EXERCISE AIM ::
Continue the piece on anxiety and faith from its final sentence, before the listing that follows it.

TEXT ::
In the bible, there are hundreds of examples of the way we grapple within ourselves. There are wise men and women of God, prophets, who struggled internally; in Jeremiah 20:14-18, Jeremiah cries out in pure hopelessness.
“Cursed be the day on which I was born! The day when my mother bore me, let it not be blessed! Cursed be the man who brought the news to my father, “A son is born to you,” making him very glad. Let that man be like the cities that the Lord overthrew without pity; let him hear a cry in the morning and an alarm at noon, because he did not kill me in the womb; so my mother would have been my grave, and her womb forever great. Why did I come out from the womb to see toil and sorrow, and spend my days in shame?”
Do you see a difference between us and him? Any of the prophets, or any of the men or women whose legacies we follow? No matter the time between us, we all share the need to lean into Him, or risk falling from our frailty.
Society has made mental disorders, such as anxiety, hard-pressed to be discussed; and unfortunately, the same is true for the church. We continually act like it’s this scary, taboo thing to talk about – and that’s half right. It is scary. Feeling out of control, worried, terrified, whatever way it’s manifested – struggling with that can be terrifying. For me, it causes doubt; in my self worth, my ability, and even in my relationship with God. It has this funny little way of making me feel less and less like a believer in Him. Simply put, it’s difficult. But if we don’t discuss it, how many people will be struggling alone? How many tears will be counted in the dark? How many people will lose their faith, their self-worth, or their joy?
Every single time we start moving forward, there will be an attack. This is the truth of the life we take on when we die to Christ, and the enemy continually presses lies to our skin, whispering the anxiety that scatters across our minds. How are we supposed to fend those off? How are we supposed to get past the demons we unwillingly carry?

INFORMATION SHOWN ::
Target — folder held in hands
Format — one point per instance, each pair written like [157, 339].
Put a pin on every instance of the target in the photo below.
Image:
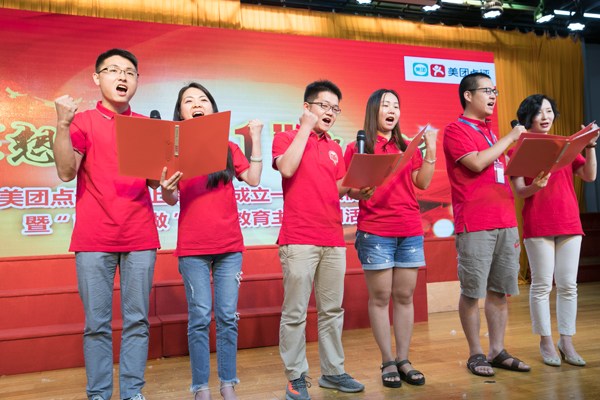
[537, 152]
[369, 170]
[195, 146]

ANSWER SPACE ::
Simply put – not easily. As humans, we are weak and imperfect, and we cannot get past struggles like this without the ever-lasting Light of the world. Even when we feel like any of the above, we have to remember the hand reaching for ours.
And that may take a while. That may take days, weeks, months, or years. It may take rock bottom and no other possible option before we collapse in His embrace, but we have to get there. That’s what it took for me. There is no other way to destroy what comes to kill. You have to pray for defeat – but you also have to believe. You can’t count on the half-hearted prayer of others – or even the full-hearted prayers of friends. It takes you. It takes personal drive and belief in the perfect fact that God can bring healing to absolutely ANYTHING. There is no difference between the healing of a physical sickness, like cancer, and the healing of anxiety by Christ. Both are sicknesses and hurts that need His Love.
It took me a long time to realize that we have to seek that. It took even longer for me to actually push past the fear to do so; I still struggle, even now. We have to dedicate our hearts to desiring the healing God can bring – and to desiring Him. If we don’t, nothing will change.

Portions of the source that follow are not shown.